Would you write out every record that follows exactly, with the pictures left out?

Record excerpts:
☆ ☆ ☆ ☆ ☆ ☆ ☆

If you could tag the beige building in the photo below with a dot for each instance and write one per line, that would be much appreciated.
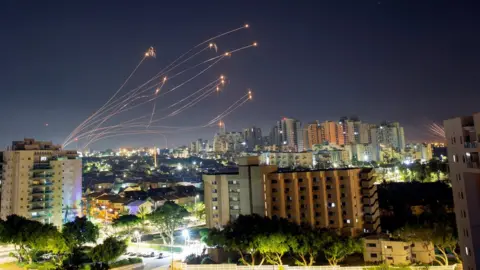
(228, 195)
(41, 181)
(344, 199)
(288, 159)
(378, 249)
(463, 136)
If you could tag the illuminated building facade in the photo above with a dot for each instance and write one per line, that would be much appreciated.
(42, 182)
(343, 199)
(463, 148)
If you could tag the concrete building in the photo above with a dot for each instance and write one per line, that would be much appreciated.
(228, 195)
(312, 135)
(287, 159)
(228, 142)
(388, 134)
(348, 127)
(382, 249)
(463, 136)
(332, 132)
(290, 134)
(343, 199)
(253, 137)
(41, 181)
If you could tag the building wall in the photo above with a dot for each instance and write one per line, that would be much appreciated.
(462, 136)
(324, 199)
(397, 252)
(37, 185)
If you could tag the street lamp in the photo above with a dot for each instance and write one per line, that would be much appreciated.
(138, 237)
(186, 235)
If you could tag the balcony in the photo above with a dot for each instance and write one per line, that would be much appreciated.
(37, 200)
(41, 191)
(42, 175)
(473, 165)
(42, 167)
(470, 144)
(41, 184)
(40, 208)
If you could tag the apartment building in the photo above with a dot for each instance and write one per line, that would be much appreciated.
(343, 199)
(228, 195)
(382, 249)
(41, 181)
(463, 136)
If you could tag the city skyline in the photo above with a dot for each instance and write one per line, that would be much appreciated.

☆ ☆ ☆ ☆ ☆ ☆ ☆

Task result:
If you could tag the beige building in the photo below with a dot for each instance and write one per line, that would be much appreciated.
(228, 195)
(41, 181)
(344, 199)
(288, 159)
(378, 249)
(463, 136)
If you could tag the illuminated building facade in the photo above with a dot for each instance and write one per line, that would be much appreciated.
(42, 182)
(343, 199)
(463, 148)
If you could tag the concrete building in the photo above with a dot for each instance and write one per line, that would be much appreciated.
(228, 195)
(312, 135)
(287, 159)
(228, 142)
(388, 134)
(348, 127)
(382, 249)
(463, 136)
(332, 132)
(290, 134)
(343, 199)
(253, 137)
(41, 181)
If you could tag the building wall in the photo above with a dot for each instance and write one per line, that would be much appreciated.
(462, 136)
(324, 199)
(397, 252)
(37, 185)
If you could tag the street lamp in the photo above with a dot for each instance and write one per line, that would be much appreciated.
(138, 237)
(186, 235)
If you could tag the balcony in the photo above with a dot for each instance and write one per line, that would be much appreciated.
(37, 200)
(41, 191)
(42, 175)
(473, 165)
(42, 167)
(470, 144)
(41, 184)
(40, 208)
If you could tag the apartment building in the photo above with a dot for each instance and write one per line, that would be much appreciated.
(343, 199)
(228, 195)
(382, 249)
(41, 181)
(463, 136)
If you could tag the city skyline in the photo above with a dot for each instance and write one per line, that would be much appreciated.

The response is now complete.